───── Document segment ─────

Getting the Basics Right

I have greatly enjoyed the years that I have been working in anti-social behaviour (ASB). It has brought together many of the skills and experiences that my personality craves: problem solving, investigation, creative thinking, partnership building and helping others. That’s without any reflection on the job satisfaction that comes from knowing that you genuinely have the ability to positively impact upon someone’s well-being.

That is not to say that the role of an ASB officer is an easy one. To do the job well you have to have reasonable level of knowledge and understanding of a number of other professional roles. The average ASB officer will spend some time each week being a lawyer, a social worker, a support worker, a teacher and a parent, to name but a few.

The world of ASB in housing is also changing greatly. Civil tools and powers are very powerful and I am a great advocate for the fact that as community safety partners we should utilise the full toolkit. If the Police cannot use criminal powers to tackle serious crime, such as gang activity, cuckooing or drug problems, then civil tools, including tenancy action, can be a great alternative. This does however mean that housing officers need knowledge of these other complex issues and may be called upon to deal with matters more commonly dealt with by the Police.

We also find ourselves facing the prospect of regulatory change, with suggestions in the current Social Housing Green Paper that the regulatory standard relating to ASB should be strengthened, and housing providers held more to account. This could result in the Boards of housing associations wanting more performance information about ASB delivery and expectations becoming even higher.

───── Data extract ─────

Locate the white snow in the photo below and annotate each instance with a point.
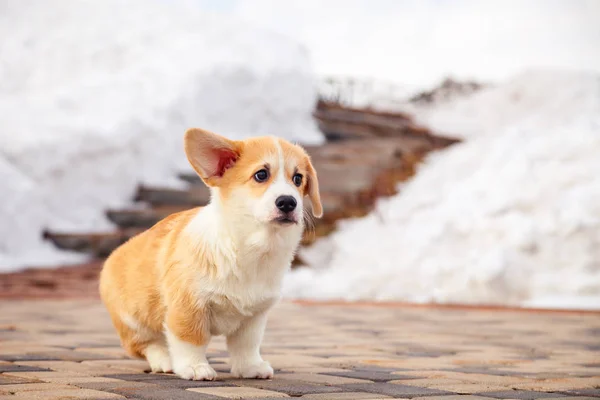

─────

Aim 1:
Please rewrite the paragraph beginning "That is not to say" from the text on anti-social behaviour work as a short bulleted list that keeps its main facts.
Aim 2:
According to the text on anti-social behaviour work, what might the Boards of housing associations want more of if regulation is strengthened?
Aim 3:
Quote the text on anti-social behaviour work, starting with the words "We also find" and stopping once you reach "becoming even higher.".

Task answer 1:
- The ASB officer role is not easy.
- Doing it well requires reasonable knowledge and understanding of several other professional roles.
- Each week, the average ASB officer spends time acting as a lawyer, social worker, support worker, teacher and parent, among others.

Task answer 2:
More performance information about ASB delivery.

Task answer 3:
We also find ourselves facing the prospect of regulatory change, with suggestions in the current Social Housing Green Paper that the regulatory standard relating to ASB should be strengthened, and housing providers held more to account. This could result in the Boards of housing associations wanting more performance information about ASB delivery and expectations becoming even higher.